TO DO:
Repeat the data below in full. Pictures must not be part of the copy.

TASK MATERIAL:
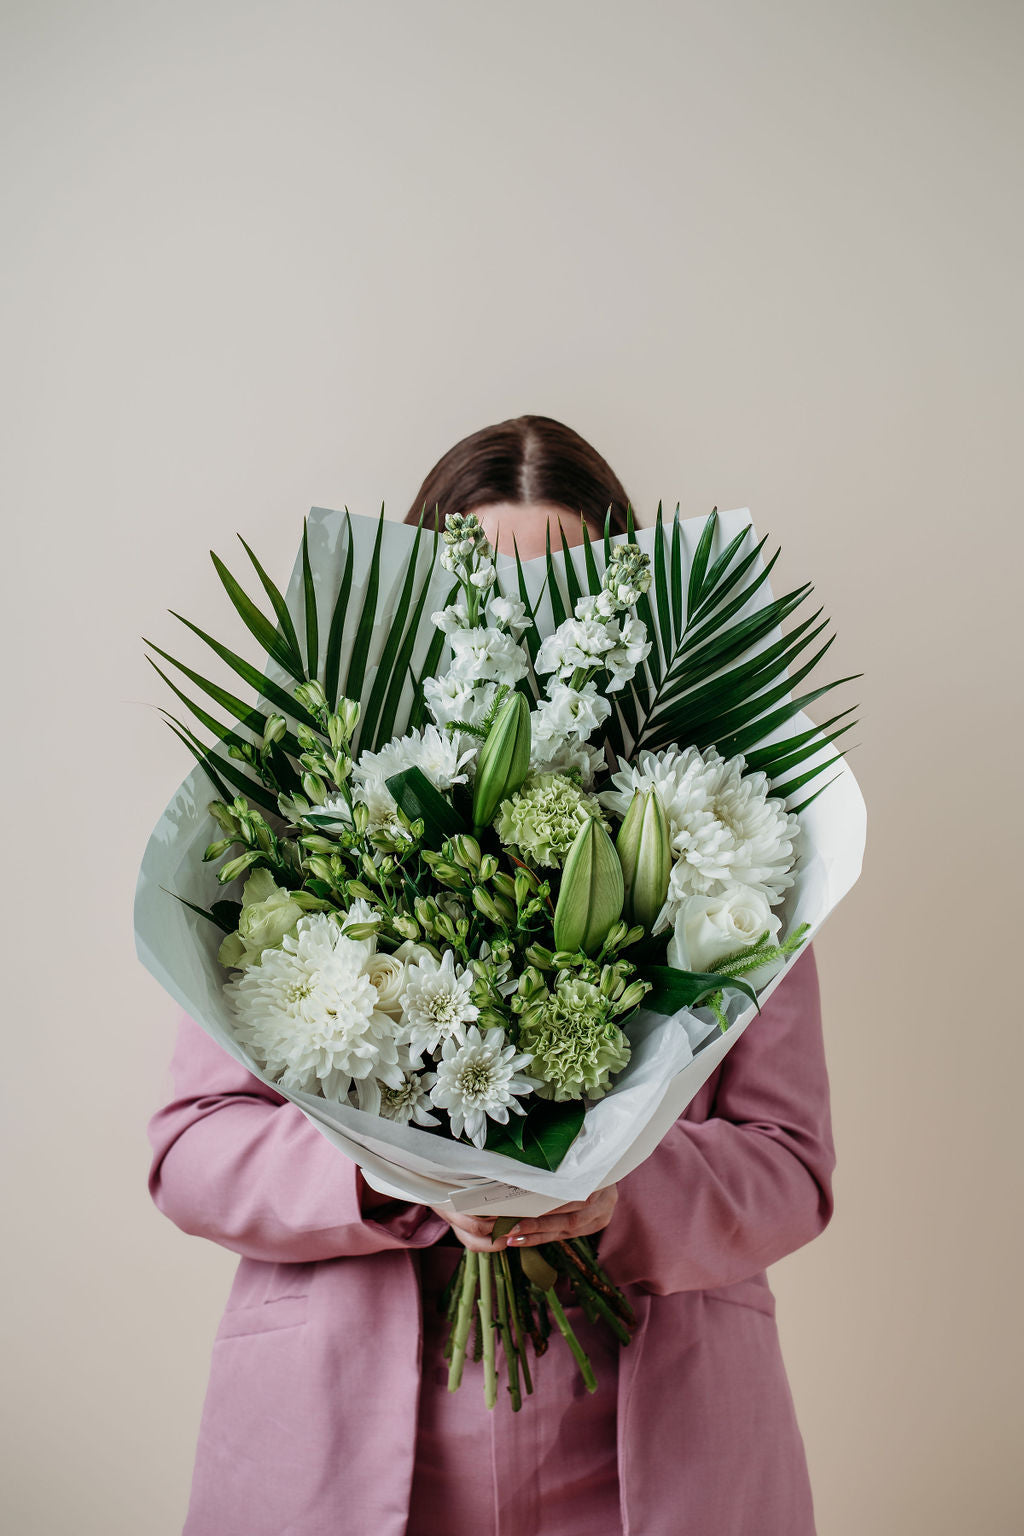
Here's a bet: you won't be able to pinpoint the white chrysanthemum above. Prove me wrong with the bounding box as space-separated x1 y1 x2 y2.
352 725 474 796
399 948 480 1057
600 745 800 913
351 1052 440 1125
224 914 404 1101
429 1025 538 1148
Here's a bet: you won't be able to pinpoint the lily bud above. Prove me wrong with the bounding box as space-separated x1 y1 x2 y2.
218 850 262 884
301 772 327 805
262 714 287 747
616 789 671 932
553 818 624 956
472 692 531 829
448 834 482 872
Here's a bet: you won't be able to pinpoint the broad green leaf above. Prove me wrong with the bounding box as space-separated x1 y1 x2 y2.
642 965 758 1015
385 766 466 844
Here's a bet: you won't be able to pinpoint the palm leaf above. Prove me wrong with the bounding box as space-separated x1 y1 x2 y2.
156 618 317 732
301 518 319 677
407 580 460 731
358 513 431 751
157 709 279 813
345 509 386 736
324 510 355 708
373 522 442 747
236 533 303 670
210 549 305 682
686 507 718 616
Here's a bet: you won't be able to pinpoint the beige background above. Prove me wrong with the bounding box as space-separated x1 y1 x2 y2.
2 1 1022 1531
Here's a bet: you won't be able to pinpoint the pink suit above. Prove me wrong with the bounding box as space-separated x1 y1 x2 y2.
147 943 834 1535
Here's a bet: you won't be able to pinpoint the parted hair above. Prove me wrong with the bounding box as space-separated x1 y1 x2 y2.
403 414 633 536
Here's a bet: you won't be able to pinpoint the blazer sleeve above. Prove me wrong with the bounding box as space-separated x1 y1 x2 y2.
146 1012 449 1263
596 941 836 1294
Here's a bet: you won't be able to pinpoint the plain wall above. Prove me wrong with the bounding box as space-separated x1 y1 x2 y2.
2 1 1021 1531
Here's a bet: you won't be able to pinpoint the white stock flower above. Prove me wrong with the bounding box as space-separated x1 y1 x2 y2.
667 887 784 989
603 615 651 690
224 914 403 1101
486 595 529 635
429 1025 538 1148
430 601 472 634
448 627 529 687
423 673 499 731
399 948 479 1057
538 680 612 741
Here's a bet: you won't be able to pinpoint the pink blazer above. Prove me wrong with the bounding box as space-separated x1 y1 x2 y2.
147 943 834 1535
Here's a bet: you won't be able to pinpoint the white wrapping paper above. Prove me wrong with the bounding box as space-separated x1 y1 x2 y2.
135 506 866 1216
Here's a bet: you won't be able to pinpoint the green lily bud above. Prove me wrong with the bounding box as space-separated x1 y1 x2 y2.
492 871 516 903
343 921 380 941
262 714 287 747
294 679 328 718
472 692 531 829
434 912 458 944
219 850 262 884
202 837 237 862
448 834 482 872
524 943 555 970
391 914 420 941
614 980 651 1015
553 818 624 956
207 800 240 834
296 724 321 753
345 880 377 903
301 772 327 806
300 834 338 854
616 789 671 932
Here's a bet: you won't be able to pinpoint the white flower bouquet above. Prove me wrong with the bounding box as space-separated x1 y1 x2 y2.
135 502 865 1407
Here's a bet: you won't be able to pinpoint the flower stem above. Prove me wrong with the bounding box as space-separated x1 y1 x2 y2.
493 1255 522 1411
448 1250 478 1393
498 1250 533 1396
544 1288 597 1393
478 1254 497 1409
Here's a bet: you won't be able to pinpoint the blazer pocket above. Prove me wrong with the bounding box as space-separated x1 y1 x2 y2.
702 1273 777 1318
215 1293 310 1340
215 1260 316 1340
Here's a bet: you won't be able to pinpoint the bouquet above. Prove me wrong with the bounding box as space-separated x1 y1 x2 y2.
135 501 865 1410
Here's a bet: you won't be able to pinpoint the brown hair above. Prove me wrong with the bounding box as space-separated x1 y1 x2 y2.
403 414 633 536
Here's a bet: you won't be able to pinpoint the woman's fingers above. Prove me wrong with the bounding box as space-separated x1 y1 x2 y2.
429 1187 619 1251
505 1186 618 1248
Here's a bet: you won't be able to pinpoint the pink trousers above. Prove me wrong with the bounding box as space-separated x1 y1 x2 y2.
407 1243 624 1536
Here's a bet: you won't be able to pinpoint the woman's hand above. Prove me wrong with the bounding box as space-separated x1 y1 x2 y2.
429 1185 618 1252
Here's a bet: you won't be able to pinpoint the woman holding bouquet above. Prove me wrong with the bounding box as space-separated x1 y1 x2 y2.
147 414 836 1536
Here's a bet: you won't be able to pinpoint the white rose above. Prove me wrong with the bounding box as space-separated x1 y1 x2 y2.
393 939 436 968
365 953 407 1015
667 886 784 991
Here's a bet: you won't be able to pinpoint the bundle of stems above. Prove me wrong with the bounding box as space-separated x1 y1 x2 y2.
440 1224 636 1411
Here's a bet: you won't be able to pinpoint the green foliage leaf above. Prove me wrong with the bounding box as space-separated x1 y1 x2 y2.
641 965 758 1015
385 766 466 844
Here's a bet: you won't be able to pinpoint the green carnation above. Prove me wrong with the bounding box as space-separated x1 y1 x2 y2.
495 772 608 868
517 976 631 1101
218 869 305 969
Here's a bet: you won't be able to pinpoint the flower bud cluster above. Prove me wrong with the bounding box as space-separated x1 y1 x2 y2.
439 512 497 591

OUTPUT OF THE EXERCISE:
Here's a bet: you won't be able to pinpoint the white chrysanthemum above. Prove me wrong with the bounding box as space-separated x1 y1 x2 y2.
352 725 474 796
399 948 480 1057
600 745 800 913
351 1052 440 1125
224 914 404 1101
429 1025 538 1148
Here's a bet: you won't be able to pinpoint the lily bud above. Prove me wrong with the bounding box as space-separated x1 y1 x2 y2.
218 850 262 884
301 772 327 805
262 714 287 747
616 789 671 932
553 818 624 956
472 692 531 829
448 834 482 872
Here's a bet: you won't be able to pinpoint the broad green leaf above. Prove me wrong with the bounding box as space-separated x1 y1 x2 y2.
642 965 758 1015
385 766 466 844
Here's a bet: you won't be able to pinpoint the palm leaf above. Prove me wrong with the bounding box as space-separated x1 y1 x2 y2.
156 618 317 732
301 518 319 677
407 580 460 731
358 513 431 751
157 709 279 813
345 509 386 736
324 510 355 708
373 522 442 747
236 533 303 670
210 549 305 682
686 507 718 616
Here's a bet: you won't be able to pinpoint the beige background above. Prove me wrong with the bounding box as space-separated x1 y1 x2 y2.
2 1 1022 1531
Here's a bet: you won't be able to pinpoint the pink suit above. Prove me wrong with the bounding box as space-separated x1 y1 x2 y2.
147 943 834 1535
Here's a bet: you won't be able to pinpoint the parted hair above. Prove me wrong with the bounding box as space-separated x1 y1 x2 y2.
403 414 633 536
Here's a bet: you won't be able to pinpoint the blazer sleeve above. Prove me wrong with the bounding box as space-separated x1 y1 x2 y2.
146 1012 449 1263
596 941 836 1294
Here's a bet: you won't be able to pinpoint the plain wall above. Prove me wrong with the bounding box as space-separated x1 y1 x2 y2.
2 1 1021 1531
Here's a bet: you won't be able to pinpoint the white stock flower above. Prove me wrong with the bounding box as space-separated x1 y1 x2 y2.
667 887 784 989
603 615 651 690
224 914 403 1101
486 595 529 635
429 1025 538 1148
430 601 472 634
448 627 529 687
423 673 499 731
399 948 479 1057
538 680 612 741
Here's a bet: you won't be able to pinpoint the pink blazer above. Prove me wrong with the bounding box as space-separated x1 y1 x2 y2.
147 943 834 1535
Here's a bet: you won't be able to pinpoint the white wrapping paper above. Prove me wrong with the bounding box as space-separated x1 y1 x2 y2.
135 506 866 1216
Here's a bet: you won't be able to pinpoint the green lily bud above. Prove me wrong with the bounding box as space-separated x1 y1 x2 y2.
492 871 516 903
343 921 380 941
262 714 287 747
294 679 328 718
472 692 531 829
434 912 458 944
219 850 262 884
202 837 237 862
448 834 482 872
524 943 555 970
391 914 420 941
614 980 651 1015
553 818 624 956
207 800 240 834
296 724 321 753
345 880 377 903
301 772 327 806
300 834 338 854
616 789 671 932
Here's a bet: you won't be able to pinpoint the white flower bouquet above. Prove me wrong with the bounding box as space-separated x1 y1 x2 y2.
135 502 865 1407
Here's a bet: you won't be able to pinpoint the flower stem above. Prove me wrong with the bounding box as space-separated x1 y1 x2 y2.
493 1255 522 1411
448 1250 478 1393
498 1250 533 1396
544 1288 597 1393
478 1254 497 1409
Here's a bet: you won't be able to pinpoint the blazer pocket above. Prove me wrong with the bounding box as space-separated x1 y1 x2 y2.
702 1273 777 1318
215 1293 310 1340
215 1260 316 1340
Here's a bet: you won't be able to pinpoint the bouquet above. Prove me wrong with the bounding box as space-separated x1 y1 x2 y2.
135 501 865 1410
Here's a bet: you won't be able to pinpoint the brown hair above. Prove me wrong with the bounding box as space-separated x1 y1 x2 y2.
403 414 633 536
Here's a bet: you won't be able to pinpoint the woman's fingers above. Prove me wrong with the bounding box as space-separated x1 y1 x2 y2.
429 1187 619 1251
505 1186 618 1248
Here's a bet: you won't be able to pinpoint the pink trousers above. Prove me wrong with the bounding box as space-separated x1 y1 x2 y2.
407 1243 624 1536
Here's a bet: you won't be able to pinpoint the woman's hand above. Prove me wrong with the bounding box as space-separated x1 y1 x2 y2.
429 1185 618 1252
Here's a bet: you won't be able to pinpoint the woman holding bouquet above. Prove me wrong with the bounding box as space-separated x1 y1 x2 y2.
147 414 836 1536
Here's a bet: you won't be able to pinpoint the white rose above. Prove me wrong with the bounding box as space-separated x1 y1 x2 y2.
393 939 436 968
365 953 407 1015
667 886 784 991
Here's a bet: you won't be able to pinpoint the bundle of stems above. Prove me wrong with the bounding box as space-separated x1 y1 x2 y2.
440 1224 636 1411
Here's a bet: you won't be able to pinpoint the green foliage leaf above. Prove me wrong with the bounding box as space-separated x1 y1 x2 y2.
641 965 758 1015
385 766 466 844
Here's a bet: you won't be able to pinpoint the green carnation above. Prove me wrong with the bounding box as space-separated x1 y1 x2 y2.
495 772 608 868
517 976 631 1101
218 869 305 969
Here's a bet: you won't be able to pinpoint the flower bud cluster above. Prove me wrong with the bounding box as space-separated x1 y1 x2 y2.
439 512 497 591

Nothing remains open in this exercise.